**Work order:** An exact reproduction of all the data is needed, with no images in it.

Collected data entries:

◇ ◇ ◇ ◇ ◇ ◇ ◇

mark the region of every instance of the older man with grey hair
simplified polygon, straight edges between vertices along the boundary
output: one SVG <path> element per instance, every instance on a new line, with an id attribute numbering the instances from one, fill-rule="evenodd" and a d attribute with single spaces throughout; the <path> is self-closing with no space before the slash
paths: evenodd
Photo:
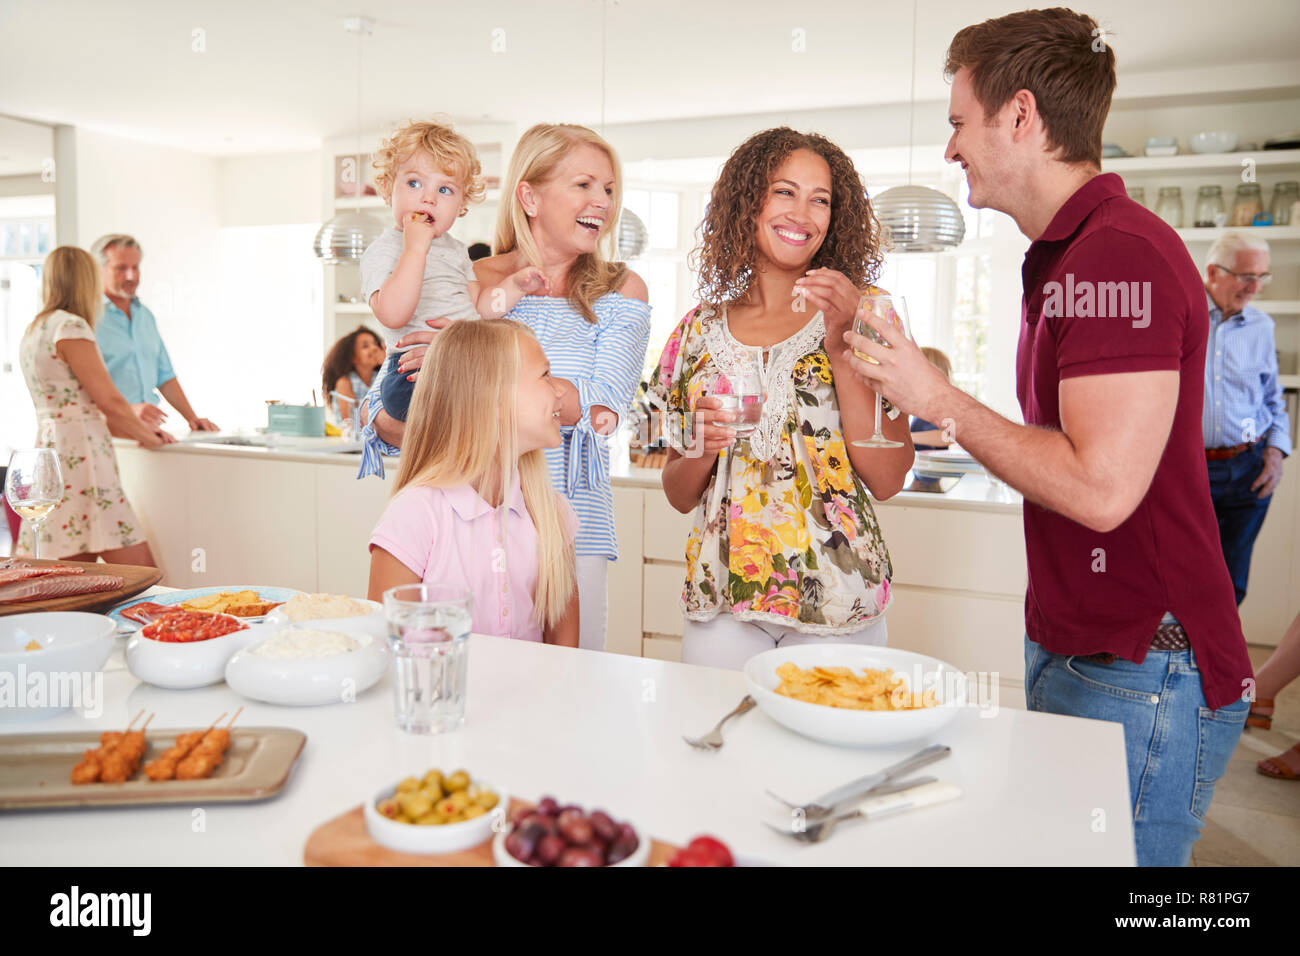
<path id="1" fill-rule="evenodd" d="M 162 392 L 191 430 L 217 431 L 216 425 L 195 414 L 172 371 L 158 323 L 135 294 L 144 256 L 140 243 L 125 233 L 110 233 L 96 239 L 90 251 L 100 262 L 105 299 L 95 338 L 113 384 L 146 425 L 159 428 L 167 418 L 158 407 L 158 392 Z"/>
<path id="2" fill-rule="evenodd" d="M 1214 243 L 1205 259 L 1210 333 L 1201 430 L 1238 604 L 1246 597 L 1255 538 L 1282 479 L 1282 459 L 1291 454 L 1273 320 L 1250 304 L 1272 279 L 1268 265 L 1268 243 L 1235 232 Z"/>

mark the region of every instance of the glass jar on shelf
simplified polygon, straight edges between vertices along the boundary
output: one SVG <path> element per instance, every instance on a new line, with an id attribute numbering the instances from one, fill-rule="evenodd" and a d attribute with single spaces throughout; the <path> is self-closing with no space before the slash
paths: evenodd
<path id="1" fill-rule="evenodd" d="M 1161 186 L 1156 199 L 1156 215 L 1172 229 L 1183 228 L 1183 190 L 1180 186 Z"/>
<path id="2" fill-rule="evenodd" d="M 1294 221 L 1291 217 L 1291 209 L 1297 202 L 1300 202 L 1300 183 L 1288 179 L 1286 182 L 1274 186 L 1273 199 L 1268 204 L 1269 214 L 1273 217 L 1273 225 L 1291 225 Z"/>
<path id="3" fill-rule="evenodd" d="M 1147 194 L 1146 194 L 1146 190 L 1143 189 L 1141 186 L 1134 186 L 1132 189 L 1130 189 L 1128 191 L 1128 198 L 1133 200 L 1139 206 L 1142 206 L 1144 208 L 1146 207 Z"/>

◇ ◇ ◇ ◇ ◇ ◇ ◇

**Exercise response:**
mark the region of every instance of the older man with grey hair
simplified polygon, straight edges between vertices along the boundary
output: one SVG <path> element per instance, every instance on a new line, with an id attribute numbering the instances from one, fill-rule="evenodd" and a d attribute with single spaces throughout; the <path> is self-closing with no space before the slash
paths: evenodd
Photo:
<path id="1" fill-rule="evenodd" d="M 162 392 L 191 430 L 217 431 L 216 425 L 195 414 L 172 371 L 158 323 L 135 294 L 144 256 L 140 243 L 125 233 L 110 233 L 96 239 L 90 251 L 100 262 L 105 299 L 95 338 L 113 384 L 146 425 L 159 428 L 167 418 L 158 407 L 158 392 Z"/>
<path id="2" fill-rule="evenodd" d="M 1214 243 L 1205 259 L 1210 333 L 1201 430 L 1238 604 L 1246 597 L 1255 538 L 1282 479 L 1282 459 L 1291 454 L 1273 320 L 1250 304 L 1272 279 L 1268 265 L 1268 243 L 1235 232 Z"/>

mark the region of every instance of the glass jar on shelf
simplified polygon, straight edges between vertices along the boundary
output: one SVG <path> element per instance, every instance on a new line, with an id attribute numbering the instances from one, fill-rule="evenodd" and a d attribute with single spaces throughout; the <path> is self-closing with no space before the slash
paths: evenodd
<path id="1" fill-rule="evenodd" d="M 1161 186 L 1156 199 L 1156 215 L 1172 229 L 1183 228 L 1183 190 L 1180 186 Z"/>
<path id="2" fill-rule="evenodd" d="M 1294 221 L 1291 217 L 1291 209 L 1297 202 L 1300 202 L 1300 183 L 1288 179 L 1286 182 L 1274 186 L 1273 199 L 1268 204 L 1269 214 L 1273 217 L 1273 225 L 1291 225 Z"/>
<path id="3" fill-rule="evenodd" d="M 1147 194 L 1146 194 L 1146 190 L 1143 189 L 1141 186 L 1134 186 L 1132 189 L 1130 189 L 1128 191 L 1128 198 L 1133 200 L 1139 206 L 1142 206 L 1144 208 L 1146 207 Z"/>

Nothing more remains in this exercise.